Verilen metin:
+ + +

Denizli: Kendi Dinamiklerine Güvenerek Kalkınan Örnek Bir ‘Anadolu Kaplanı’



1980’lerde başlayan ve 1990’larda hızla süren ekonomik dışa açılım ve bölgesel yapılanma süreci içinde, geleneksel sanayi ve ticaret merkezleri dışında yıldızı parlayan, ekonomik açıdan sıçrama yapan ve ‘Anadolu Kaplanları’ olarak adlandırılan ihracat kent lerinden biri Denizli. Capital Dergisi’nin Ağustos 2008’de açıkladığı “2007 Yılı Türkiye’nin 500 Büyük Özel Şirketi” listesine Denizli’den 3’ü İstanbul’da faaliyet gösteren  10 firma girdi. Hem ekonomik hem de sosyo-kültürel özellikleri ile gelişen, değişen ve küreselleşme dinamikleri ile dönüşen Anadolu kentlerinden biri.

Denizli Sanayi Odası (DSO) Genel Sekreteri Dr. Bülent Uygun’un deyişiyle, Denizli “dış dünyaya tam anlamıyla entegre bir kent”. Özellikle dokuma sanayinde ihracat odaklı yüksek hacimli üretim potansiyeli ile Denizli, hem Avrupa hem de diğer dünya ülkeleri ile yakın ilişkiler içinde ve marka bir dünya kenti olma vizyonuna sahip. Girişimcilerinin Avrupalılaşma sürecini neredeyse yüzde 100 destekledikleri bir kent.

+ + +

Denizli hakkındaki metne göre Denizli'yi "dış dünyaya tam anlamıyla entegre bir kent" diye tanımlayan kim?

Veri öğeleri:
+ + +

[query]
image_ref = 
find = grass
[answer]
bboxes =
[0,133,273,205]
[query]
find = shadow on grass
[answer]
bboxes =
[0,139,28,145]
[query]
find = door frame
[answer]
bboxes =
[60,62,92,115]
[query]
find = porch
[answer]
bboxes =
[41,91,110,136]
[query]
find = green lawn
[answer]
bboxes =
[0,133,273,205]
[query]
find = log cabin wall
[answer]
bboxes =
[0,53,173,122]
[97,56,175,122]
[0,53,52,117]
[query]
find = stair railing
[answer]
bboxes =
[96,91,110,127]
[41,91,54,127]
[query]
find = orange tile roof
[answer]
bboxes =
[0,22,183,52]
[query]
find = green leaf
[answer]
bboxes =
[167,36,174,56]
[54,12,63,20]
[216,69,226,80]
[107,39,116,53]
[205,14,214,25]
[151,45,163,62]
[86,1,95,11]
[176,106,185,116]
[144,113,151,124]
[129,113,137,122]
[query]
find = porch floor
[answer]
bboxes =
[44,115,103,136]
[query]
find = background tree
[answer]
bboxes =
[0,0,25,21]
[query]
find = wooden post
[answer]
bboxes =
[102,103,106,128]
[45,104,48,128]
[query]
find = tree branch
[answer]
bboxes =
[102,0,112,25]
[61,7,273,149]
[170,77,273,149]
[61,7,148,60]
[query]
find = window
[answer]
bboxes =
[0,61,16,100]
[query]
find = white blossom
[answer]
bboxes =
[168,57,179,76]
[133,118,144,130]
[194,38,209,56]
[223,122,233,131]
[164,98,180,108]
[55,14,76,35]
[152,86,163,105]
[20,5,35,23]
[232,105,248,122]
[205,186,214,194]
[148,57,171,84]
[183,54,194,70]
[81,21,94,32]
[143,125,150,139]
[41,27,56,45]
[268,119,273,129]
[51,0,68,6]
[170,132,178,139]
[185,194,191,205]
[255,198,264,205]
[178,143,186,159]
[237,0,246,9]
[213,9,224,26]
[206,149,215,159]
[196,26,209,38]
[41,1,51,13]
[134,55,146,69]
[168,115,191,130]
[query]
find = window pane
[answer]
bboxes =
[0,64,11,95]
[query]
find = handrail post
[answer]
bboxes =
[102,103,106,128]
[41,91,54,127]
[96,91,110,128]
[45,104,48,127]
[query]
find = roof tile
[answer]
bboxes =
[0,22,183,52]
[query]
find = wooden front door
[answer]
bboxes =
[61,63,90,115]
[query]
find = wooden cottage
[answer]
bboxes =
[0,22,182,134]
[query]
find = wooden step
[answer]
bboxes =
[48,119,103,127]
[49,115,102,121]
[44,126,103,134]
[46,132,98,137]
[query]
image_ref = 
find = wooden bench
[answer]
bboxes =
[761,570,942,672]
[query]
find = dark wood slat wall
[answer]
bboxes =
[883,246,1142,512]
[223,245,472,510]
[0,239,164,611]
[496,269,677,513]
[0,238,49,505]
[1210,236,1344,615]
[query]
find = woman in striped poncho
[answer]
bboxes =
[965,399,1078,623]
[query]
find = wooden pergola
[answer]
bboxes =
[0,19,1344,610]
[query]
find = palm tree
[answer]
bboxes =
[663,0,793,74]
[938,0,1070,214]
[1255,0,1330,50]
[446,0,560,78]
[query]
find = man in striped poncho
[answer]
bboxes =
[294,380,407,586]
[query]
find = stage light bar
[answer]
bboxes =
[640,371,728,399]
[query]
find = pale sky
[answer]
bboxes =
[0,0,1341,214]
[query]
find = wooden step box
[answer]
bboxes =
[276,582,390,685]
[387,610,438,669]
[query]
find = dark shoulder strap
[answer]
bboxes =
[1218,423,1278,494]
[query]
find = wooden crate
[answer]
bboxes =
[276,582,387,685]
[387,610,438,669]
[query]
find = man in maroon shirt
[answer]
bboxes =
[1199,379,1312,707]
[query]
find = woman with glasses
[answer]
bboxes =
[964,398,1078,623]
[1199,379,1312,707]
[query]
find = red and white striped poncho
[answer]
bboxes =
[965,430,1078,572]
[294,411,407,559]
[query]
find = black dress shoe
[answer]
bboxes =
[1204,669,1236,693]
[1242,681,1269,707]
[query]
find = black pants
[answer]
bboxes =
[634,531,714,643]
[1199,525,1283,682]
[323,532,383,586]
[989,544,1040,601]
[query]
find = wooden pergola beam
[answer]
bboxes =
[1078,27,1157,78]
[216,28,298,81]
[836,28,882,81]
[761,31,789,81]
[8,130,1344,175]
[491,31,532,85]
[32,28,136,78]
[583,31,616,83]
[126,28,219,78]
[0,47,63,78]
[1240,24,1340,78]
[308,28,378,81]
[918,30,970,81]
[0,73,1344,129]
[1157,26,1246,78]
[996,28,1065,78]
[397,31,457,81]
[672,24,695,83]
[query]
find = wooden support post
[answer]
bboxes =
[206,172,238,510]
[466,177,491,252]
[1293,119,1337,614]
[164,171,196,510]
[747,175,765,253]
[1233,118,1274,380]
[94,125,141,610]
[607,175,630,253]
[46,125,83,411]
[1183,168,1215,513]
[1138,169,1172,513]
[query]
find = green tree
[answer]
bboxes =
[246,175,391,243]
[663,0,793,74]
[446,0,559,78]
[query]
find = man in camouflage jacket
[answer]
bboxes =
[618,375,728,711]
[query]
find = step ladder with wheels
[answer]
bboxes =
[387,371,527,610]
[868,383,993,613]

+ + +

Tam cevap: Denizli Sanayi Odası (DSO) Genel Sekreteri Dr. Bülent Uygun.